BEGIN SOURCE TEXT

La is featured in Tarzan comic books and comic strips in a role identical to her portrayal in Burrough's Tarzan books.

La first appeared on screen in The Adventures of Tarzan (1921), an early black and white silent Tarzan film based on The Return of Tarzan. She was portrayed by actress Lillian Worth, who played opposite Elmo Lincoln, the first screen Tarzan.

In the serial Tarzan the Tiger (1929), based on Tarzan and the Jewels of Opar, La was played by Mademoiselle Kithnou, and Tarzan by Frank Merrill.

La appears in three episodes of Tarzan: The Epic Adventures (1996–97), played by Angela Harry.

La is also a recurring antagonist in The Legend of Tarzan, voiced by Diahann Carroll. Here, Opar is occupied by humanoid leopards created by La's magical staff to serve her (this is a very loose reference to the Leopard Men cult from Burroughs' novel Tarzan and the Leopard Men (1935), though in the books they have nothing to do with La). She tries to make Tarzan fall in love with her and since he is already in love with Jane, has the Leopardmen stage Jane's death; Jane survives and Tarzan discovers the ruse. The next time Tarzan meets La, her head Leopardman takes her staff, which possesses Jane. Working together, Tarzan and the Leopardman save Jane. Learning that the Leopardmen want to be free, Tarzan shatters the staff, which turns the Leopardmen back to normal leopards and La to dust as Opar crumbles to nothing. La's spirit survives, however, and subsequently possesses the bodies of others. Taking over Jane, she finds and reassembles the pieces of her staff, restoring Opar. She is also assisted by French businessman Renard Dumont, who she has transformed into a gibbon (an animal which is native to Southeast Asia, not Africa). When Tarzan and a Waziri native interfere, La takes over his body but is attacked by one of her animated statues and forced into the body of a rat, which is quickly captured in a bag. Since the Disney version of Tarzan is aimed at a younger audience, its La is not nude, but wears a bikini-like loincloth and a top exposing her arms and midriff, both made of panther fur and decorated with animal teeth, as well as jewelry. She is also the first boss of Disney's Disney's Tarzan: Return to the Jungle for the Game Boy Advance.

END SOURCE TEXT
BEGIN MATERIAL PROVIDED

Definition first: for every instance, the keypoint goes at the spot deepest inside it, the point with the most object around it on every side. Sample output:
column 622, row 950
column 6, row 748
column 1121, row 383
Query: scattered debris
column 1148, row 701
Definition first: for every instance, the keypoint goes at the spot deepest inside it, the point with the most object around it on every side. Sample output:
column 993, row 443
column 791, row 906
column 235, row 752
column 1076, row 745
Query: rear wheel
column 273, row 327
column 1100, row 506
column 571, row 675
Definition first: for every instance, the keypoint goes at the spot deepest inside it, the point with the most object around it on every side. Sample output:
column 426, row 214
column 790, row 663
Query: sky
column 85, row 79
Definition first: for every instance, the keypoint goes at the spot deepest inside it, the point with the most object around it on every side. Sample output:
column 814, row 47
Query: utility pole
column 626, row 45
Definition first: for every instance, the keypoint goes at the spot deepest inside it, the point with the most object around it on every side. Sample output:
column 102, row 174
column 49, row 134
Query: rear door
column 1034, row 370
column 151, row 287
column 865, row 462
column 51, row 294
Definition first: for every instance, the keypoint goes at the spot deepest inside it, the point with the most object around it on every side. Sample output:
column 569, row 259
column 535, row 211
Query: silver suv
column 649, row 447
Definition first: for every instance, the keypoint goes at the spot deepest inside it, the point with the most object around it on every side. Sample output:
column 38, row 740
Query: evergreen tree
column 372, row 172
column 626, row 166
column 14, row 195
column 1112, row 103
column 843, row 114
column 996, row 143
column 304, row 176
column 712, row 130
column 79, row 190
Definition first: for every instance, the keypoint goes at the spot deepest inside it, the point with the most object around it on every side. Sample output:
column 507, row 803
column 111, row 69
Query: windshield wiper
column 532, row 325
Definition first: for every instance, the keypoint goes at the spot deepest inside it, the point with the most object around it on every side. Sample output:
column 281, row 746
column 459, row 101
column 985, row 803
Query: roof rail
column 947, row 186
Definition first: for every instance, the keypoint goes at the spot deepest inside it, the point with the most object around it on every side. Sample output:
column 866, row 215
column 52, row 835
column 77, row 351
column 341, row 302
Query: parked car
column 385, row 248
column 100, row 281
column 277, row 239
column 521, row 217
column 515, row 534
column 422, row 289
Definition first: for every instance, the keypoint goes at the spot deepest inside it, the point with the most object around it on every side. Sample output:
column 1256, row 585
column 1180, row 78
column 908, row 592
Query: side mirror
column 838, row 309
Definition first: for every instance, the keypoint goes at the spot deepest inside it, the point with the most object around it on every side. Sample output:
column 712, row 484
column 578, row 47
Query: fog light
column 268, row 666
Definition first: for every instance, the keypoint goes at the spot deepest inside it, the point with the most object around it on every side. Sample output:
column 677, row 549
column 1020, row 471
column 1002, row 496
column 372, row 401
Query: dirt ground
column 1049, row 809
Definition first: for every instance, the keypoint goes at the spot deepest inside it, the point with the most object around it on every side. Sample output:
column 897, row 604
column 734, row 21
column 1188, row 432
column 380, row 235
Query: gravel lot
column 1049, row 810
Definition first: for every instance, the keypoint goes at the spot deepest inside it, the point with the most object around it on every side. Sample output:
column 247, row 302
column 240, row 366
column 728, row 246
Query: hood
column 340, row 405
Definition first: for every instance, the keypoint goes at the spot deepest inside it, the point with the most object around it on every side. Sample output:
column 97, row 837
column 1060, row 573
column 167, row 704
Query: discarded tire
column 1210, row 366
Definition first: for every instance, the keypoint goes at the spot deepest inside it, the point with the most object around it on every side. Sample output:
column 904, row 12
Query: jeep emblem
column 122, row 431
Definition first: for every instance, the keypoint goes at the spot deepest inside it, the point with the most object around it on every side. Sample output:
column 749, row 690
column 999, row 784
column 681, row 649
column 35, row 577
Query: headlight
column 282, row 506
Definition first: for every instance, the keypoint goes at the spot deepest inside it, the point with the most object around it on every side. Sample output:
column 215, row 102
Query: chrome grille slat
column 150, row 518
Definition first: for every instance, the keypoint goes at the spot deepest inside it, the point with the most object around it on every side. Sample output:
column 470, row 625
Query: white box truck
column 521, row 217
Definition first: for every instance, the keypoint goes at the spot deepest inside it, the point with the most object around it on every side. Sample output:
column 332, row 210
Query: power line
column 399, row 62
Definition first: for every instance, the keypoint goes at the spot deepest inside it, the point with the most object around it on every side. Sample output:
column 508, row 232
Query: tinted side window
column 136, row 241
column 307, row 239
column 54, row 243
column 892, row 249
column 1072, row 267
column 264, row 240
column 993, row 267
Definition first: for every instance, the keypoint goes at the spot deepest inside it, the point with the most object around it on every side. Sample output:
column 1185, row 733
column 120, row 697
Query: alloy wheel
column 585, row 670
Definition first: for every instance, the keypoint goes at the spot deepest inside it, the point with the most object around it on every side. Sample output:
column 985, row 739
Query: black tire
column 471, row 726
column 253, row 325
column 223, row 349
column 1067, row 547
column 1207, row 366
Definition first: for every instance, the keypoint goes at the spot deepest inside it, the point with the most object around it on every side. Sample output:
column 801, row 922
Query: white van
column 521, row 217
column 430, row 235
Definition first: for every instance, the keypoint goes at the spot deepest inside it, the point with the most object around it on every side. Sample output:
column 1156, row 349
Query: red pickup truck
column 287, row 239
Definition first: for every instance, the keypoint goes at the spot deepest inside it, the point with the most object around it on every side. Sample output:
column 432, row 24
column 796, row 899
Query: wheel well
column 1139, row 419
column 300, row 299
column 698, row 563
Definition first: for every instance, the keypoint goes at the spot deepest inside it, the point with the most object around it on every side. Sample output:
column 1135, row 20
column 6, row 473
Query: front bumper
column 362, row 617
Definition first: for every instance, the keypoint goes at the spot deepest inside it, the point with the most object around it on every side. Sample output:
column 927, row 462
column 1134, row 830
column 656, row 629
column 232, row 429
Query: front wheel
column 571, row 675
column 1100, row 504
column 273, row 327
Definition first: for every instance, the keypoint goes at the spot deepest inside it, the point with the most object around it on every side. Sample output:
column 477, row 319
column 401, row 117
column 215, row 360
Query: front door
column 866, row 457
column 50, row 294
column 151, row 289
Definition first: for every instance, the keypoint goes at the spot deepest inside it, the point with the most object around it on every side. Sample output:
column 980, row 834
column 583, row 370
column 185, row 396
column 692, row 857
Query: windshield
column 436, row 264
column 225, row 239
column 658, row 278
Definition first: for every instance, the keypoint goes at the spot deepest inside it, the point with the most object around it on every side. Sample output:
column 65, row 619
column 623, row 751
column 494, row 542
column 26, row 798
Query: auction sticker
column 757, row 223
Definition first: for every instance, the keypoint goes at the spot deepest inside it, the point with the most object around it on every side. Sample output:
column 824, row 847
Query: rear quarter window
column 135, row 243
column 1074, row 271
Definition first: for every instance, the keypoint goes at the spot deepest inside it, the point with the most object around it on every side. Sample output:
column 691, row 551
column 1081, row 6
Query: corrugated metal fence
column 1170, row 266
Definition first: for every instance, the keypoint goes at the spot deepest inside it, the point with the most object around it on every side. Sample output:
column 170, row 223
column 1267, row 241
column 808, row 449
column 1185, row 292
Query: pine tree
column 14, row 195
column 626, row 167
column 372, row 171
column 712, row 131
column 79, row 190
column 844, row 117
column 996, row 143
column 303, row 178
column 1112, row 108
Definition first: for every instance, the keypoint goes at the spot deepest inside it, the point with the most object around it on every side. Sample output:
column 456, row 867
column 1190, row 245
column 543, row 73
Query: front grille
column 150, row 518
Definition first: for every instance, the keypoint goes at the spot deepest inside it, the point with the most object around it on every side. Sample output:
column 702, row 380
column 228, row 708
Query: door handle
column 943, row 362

END MATERIAL PROVIDED

- _EXPLORE THE MATERIAL_
**a.** Reproduce the passage on La's adaptations from "La first appeared" to "by Angela Harry.".
**b.** According to the passage on La's adaptations, who played La in Tarzan: The Epic Adventures?

- _ANSWERS FOR EACH ITEM_
**a.**
La first appeared on screen in The Adventures of Tarzan (1921), an early black and white silent Tarzan film based on The Return of Tarzan. She was portrayed by actress Lillian Worth, who played opposite Elmo Lincoln, the first screen Tarzan.

In the serial Tarzan the Tiger (1929), based on Tarzan and the Jewels of Opar, La was played by Mademoiselle Kithnou, and Tarzan by Frank Merrill.

La appears in three episodes of Tarzan: The Epic Adventures (1996–97), played by Angela Harry.

**b.** Angela Harry